_TESTO_:

La transizione non è più un percorso scontato: l’impasse europea sull’obiettivo di riduzione del 90% delle emissioni al 2040, le divisioni tra i Paesi membri, i costi elevati per le imprese e i nuovi equilibri geopolitici stanno mettendo in discussione strategie che fino a poco tempo fa sembravano intoccabili. Domande cruciali come «quale energia useremo?», «chi sosterrà gli investimenti?» e «che ruolo avranno gas e nucleare?» saranno al centro del dibattito.
Dopo l’apertura istituzionale, spazio alle testimonianze di aziende e manager. Nicola Cecconato, presidente di Ascopiave, dialogherà con Belpietro sulle opportunità di sviluppo del settore energetico italiano. Seguiranno gli interventi di Maria Rosaria Guarniere (Terna), Maria Cristina Papetti (Enel) e Riccardo Toto (Renexia), che porteranno la loro esperienza su reti, rinnovabili e nuova «frontiera blu» dell’offshore.

_CONTENUTO DEI DATI_:

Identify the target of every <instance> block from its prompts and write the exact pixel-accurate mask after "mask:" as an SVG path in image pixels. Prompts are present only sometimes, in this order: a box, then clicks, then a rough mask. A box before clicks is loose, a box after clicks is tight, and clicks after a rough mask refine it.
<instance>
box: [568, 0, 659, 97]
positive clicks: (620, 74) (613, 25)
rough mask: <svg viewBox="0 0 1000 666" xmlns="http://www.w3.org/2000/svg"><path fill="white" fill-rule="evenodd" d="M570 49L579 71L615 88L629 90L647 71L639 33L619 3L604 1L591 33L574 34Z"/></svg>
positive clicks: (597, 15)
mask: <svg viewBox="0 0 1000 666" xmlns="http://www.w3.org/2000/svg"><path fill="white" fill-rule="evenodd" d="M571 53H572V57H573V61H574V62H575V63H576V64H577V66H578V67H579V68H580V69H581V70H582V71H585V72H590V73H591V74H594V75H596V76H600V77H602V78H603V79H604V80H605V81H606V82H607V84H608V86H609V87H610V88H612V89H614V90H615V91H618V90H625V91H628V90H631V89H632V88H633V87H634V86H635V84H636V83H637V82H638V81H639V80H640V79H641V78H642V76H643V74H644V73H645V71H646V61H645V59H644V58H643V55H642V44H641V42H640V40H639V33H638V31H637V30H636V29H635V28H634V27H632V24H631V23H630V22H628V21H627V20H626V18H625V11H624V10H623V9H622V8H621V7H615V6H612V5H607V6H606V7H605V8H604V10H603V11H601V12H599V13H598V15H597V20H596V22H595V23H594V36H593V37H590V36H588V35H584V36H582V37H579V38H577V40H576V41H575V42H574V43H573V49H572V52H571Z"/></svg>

_CONSEGNA 1_: Secondo il testo sulla transizione energetica, che ruolo ha Nicola Cecconato?
_CONSEGNA 2_: Prosegui il testo sulla transizione energetica partendo dopo l'ultima frase.

_RISPOSTA 1_: È il presidente di Ascopiave.

_RISPOSTA 2_:
Non mancheranno case history di realtà produttive che stanno affrontando la sfida sul campo: Nicola Perizzolo (Barilla), Leonardo Meoli (Generali) e Marzia Ravanelli (Bf spa) racconteranno come coniugare sostenibilità ambientale e competitività. Infine, Maurizio Dallocchio, presidente di Generalfinance e docente alla Bocconi, analizzerà il ruolo decisivo della finanza in un percorso che richiede investimenti globali stimati in oltre 1.700 miliardi di dollari l’anno.
Un confronto a più voci, dunque, per capire se la transizione energetica potrà davvero essere la leva per un futuro più sostenibile senza sacrificare crescita e lavoro.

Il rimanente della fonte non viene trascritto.